─── Extract provided
Rick Perry has a record that should make all Republicans, Democrats, Libertarians and Independents cringe.

He is not the “conservative Republican” that he is trying to claim that he is.  He is simply another in a long line of “RINOs” (Republicans in name only).

If Rick Perry becomes president, he will probably be very similar to George W. Bush.  He will explode the size of the U.S. government and U.S. government debt, he will find sneaky ways to raise taxes, he will do nothing about the Federal Reserve or corruption in our financial system and he will push the agenda of the globalists at every turn.

Look, the truth is that another four years of Barack Obama would be a complete and total nightmare.

But so would four years of Rick Perry.

America deserves better than the “lesser of two evils”.

Unfortunately, the American people have been dead asleep and have sent incompetents, con men and charlatans to Washington D.C. for decades.

Hopefully things will be different in 2012.
──────
▶ **Prompt 1**:
Answer these questions from the piece on Rick Perry, one line each:
(a) According to the piece, what does "RINOs" stand for?
(b) Which president does the piece say Rick Perry would probably be very similar to?
(c) In what year does the piece hope things will be different?
▶ **Prompt 2**: Reproduce the section of the piece on Rick Perry that opens with the words containing "He is not the" and closes with "D.C. for decades.".
─── Supplied material
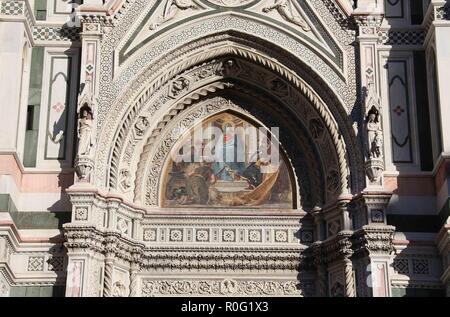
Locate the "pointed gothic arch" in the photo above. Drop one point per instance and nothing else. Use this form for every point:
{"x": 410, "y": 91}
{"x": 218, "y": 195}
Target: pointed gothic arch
{"x": 331, "y": 112}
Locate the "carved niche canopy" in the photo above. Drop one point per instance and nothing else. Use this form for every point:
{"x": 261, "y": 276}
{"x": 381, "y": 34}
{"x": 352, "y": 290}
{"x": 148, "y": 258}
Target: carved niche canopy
{"x": 226, "y": 161}
{"x": 232, "y": 3}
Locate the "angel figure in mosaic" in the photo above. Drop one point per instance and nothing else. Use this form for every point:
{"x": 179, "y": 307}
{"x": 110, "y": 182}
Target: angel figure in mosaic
{"x": 374, "y": 134}
{"x": 171, "y": 9}
{"x": 85, "y": 131}
{"x": 284, "y": 8}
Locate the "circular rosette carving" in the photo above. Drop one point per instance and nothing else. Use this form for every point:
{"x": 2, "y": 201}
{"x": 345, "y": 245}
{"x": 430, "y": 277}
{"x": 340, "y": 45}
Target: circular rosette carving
{"x": 232, "y": 3}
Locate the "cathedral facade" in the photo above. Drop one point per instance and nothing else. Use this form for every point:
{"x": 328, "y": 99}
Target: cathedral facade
{"x": 322, "y": 168}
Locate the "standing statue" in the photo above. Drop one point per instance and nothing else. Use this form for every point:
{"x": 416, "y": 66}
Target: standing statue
{"x": 374, "y": 134}
{"x": 284, "y": 8}
{"x": 85, "y": 137}
{"x": 171, "y": 9}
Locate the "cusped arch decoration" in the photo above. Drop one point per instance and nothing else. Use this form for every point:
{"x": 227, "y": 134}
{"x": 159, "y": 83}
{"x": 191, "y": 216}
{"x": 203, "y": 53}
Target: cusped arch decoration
{"x": 201, "y": 59}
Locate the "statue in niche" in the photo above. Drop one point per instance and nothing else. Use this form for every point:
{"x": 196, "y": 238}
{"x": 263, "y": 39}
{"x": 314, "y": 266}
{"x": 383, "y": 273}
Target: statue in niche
{"x": 374, "y": 134}
{"x": 171, "y": 9}
{"x": 284, "y": 8}
{"x": 119, "y": 290}
{"x": 85, "y": 137}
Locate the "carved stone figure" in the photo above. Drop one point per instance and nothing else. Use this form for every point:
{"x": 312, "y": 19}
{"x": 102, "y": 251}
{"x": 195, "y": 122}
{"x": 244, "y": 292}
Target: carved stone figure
{"x": 171, "y": 9}
{"x": 374, "y": 134}
{"x": 284, "y": 8}
{"x": 85, "y": 131}
{"x": 141, "y": 126}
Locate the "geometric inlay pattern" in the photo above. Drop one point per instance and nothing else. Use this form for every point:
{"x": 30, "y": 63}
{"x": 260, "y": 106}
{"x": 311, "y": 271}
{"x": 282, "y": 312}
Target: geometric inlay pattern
{"x": 401, "y": 266}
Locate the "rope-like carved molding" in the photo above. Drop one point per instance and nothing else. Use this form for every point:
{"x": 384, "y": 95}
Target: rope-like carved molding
{"x": 82, "y": 238}
{"x": 267, "y": 63}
──────
▶ **Your response 1**:
(a) Republicans in name only
(b) George W. Bush
(c) 2012

▶ **Your response 2**:
He is not the “conservative Republican” that he is trying to claim that he is.  He is simply another in a long line of “RINOs” (Republicans in name only).

If Rick Perry becomes president, he will probably be very similar to George W. Bush.  He will explode the size of the U.S. government and U.S. government debt, he will find sneaky ways to raise taxes, he will do nothing about the Federal Reserve or corruption in our financial system and he will push the agenda of the globalists at every turn.

Look, the truth is that another four years of Barack Obama would be a complete and total nightmare.

But so would four years of Rick Perry.

America deserves better than the “lesser of two evils”.

Unfortunately, the American people have been dead asleep and have sent incompetents, con men and charlatans to Washington D.C. for decades.